Given instruction ->
Put everything from the line containing "Please provide the mask of every instance of the white" down to the line containing "181 169 L 198" into a numbered list, one line per entry, leaving out blank lines.

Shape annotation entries
═══
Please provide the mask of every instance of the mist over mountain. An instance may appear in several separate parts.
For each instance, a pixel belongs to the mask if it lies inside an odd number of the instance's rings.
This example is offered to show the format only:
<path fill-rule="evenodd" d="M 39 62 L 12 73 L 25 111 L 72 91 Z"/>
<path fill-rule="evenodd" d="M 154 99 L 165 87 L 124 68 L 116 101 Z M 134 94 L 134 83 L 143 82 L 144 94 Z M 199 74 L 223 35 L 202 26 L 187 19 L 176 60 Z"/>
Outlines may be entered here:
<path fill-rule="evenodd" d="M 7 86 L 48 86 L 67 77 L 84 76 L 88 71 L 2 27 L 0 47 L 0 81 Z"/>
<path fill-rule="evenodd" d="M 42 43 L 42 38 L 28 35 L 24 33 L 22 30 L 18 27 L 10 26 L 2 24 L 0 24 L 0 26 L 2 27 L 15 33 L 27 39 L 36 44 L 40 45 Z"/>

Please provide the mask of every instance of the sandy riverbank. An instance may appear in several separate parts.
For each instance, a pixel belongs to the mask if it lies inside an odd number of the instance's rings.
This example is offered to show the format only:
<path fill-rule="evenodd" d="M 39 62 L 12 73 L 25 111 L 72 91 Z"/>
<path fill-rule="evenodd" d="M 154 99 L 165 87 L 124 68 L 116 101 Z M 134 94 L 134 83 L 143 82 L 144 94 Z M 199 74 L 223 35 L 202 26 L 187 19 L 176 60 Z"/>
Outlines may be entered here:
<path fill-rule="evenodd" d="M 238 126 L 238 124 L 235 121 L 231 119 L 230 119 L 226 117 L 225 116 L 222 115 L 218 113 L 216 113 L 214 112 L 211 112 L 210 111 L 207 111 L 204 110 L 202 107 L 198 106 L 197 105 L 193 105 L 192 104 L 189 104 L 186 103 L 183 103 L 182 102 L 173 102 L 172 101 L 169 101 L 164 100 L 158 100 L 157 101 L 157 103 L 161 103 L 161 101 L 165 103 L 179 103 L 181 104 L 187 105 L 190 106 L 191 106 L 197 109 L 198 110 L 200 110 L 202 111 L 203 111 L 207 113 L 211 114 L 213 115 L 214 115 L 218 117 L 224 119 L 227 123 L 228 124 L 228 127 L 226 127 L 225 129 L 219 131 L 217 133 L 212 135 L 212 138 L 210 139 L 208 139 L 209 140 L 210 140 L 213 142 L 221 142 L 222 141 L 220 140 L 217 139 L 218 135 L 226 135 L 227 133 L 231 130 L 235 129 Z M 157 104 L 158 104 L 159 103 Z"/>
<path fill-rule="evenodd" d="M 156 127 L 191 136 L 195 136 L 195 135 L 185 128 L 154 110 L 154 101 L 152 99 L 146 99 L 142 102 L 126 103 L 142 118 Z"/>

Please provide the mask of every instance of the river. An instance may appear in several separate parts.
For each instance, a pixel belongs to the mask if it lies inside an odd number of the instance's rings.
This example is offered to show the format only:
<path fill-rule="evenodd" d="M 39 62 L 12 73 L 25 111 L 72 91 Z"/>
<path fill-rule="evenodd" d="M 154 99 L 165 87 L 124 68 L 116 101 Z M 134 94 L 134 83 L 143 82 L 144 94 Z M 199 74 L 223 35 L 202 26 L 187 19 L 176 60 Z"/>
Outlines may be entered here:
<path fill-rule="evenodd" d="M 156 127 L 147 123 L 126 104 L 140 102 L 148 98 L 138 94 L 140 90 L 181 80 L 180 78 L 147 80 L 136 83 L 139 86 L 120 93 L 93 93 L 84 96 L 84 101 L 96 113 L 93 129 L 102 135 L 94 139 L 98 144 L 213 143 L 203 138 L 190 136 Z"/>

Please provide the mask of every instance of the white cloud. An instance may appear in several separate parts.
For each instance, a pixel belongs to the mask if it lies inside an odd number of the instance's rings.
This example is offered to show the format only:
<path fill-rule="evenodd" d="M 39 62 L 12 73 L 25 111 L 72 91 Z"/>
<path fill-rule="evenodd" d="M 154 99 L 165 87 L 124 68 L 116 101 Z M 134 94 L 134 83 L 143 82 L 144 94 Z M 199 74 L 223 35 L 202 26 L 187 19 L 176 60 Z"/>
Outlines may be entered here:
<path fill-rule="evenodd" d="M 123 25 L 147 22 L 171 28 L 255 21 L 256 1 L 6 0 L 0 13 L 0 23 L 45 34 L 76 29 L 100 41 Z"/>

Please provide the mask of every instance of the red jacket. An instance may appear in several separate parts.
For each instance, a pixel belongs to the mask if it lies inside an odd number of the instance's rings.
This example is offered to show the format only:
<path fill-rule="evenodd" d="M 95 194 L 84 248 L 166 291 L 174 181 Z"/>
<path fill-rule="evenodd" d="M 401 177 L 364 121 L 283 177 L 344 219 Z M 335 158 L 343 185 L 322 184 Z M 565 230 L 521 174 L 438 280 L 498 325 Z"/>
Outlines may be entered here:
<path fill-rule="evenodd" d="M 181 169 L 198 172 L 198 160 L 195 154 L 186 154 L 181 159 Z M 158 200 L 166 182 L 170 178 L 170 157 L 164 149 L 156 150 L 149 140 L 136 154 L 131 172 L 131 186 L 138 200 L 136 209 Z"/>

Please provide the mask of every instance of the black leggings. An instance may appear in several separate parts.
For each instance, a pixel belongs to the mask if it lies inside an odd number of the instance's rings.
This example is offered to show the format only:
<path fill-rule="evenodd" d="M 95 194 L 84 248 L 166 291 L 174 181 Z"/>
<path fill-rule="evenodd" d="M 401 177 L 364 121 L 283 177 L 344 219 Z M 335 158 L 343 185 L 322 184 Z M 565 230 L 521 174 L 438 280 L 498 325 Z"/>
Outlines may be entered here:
═══
Solved problem ->
1. Please provide the mask of every instance of the white cloud. An instance may appear in several separate parts.
2. For each instance, a pixel belongs to the mask if it lies inside an odd number of the instance's rings.
3. This example is offered to show the format only:
4. <path fill-rule="evenodd" d="M 39 62 L 12 73 L 25 111 L 72 91 Z"/>
5. <path fill-rule="evenodd" d="M 154 99 L 165 87 L 124 68 L 116 101 Z M 134 94 L 134 83 L 143 82 L 144 94 Z M 199 74 L 223 35 L 202 26 L 187 19 L 176 60 Z"/>
6. Outlines may be entered here:
7. <path fill-rule="evenodd" d="M 123 25 L 147 22 L 171 28 L 255 21 L 256 1 L 6 0 L 0 13 L 0 23 L 45 34 L 76 29 L 100 41 Z"/>
8. Please provide the mask of every instance of the red jacket. An instance may appear in several separate parts.
9. For each instance, a pixel belongs to the mask if it lies inside an odd number of the instance's rings.
10. This example is offered to show the format only:
11. <path fill-rule="evenodd" d="M 95 194 L 84 248 L 166 291 L 174 181 Z"/>
12. <path fill-rule="evenodd" d="M 401 177 L 364 121 L 283 177 L 344 219 Z M 335 158 L 343 185 L 322 184 Z M 565 230 L 521 174 L 438 280 L 498 325 Z"/>
13. Outlines may be entered here:
14. <path fill-rule="evenodd" d="M 181 169 L 198 172 L 198 160 L 195 154 L 186 154 L 181 159 Z M 158 200 L 166 182 L 170 178 L 170 157 L 164 149 L 156 150 L 149 140 L 136 154 L 131 172 L 131 186 L 138 200 L 136 209 Z"/>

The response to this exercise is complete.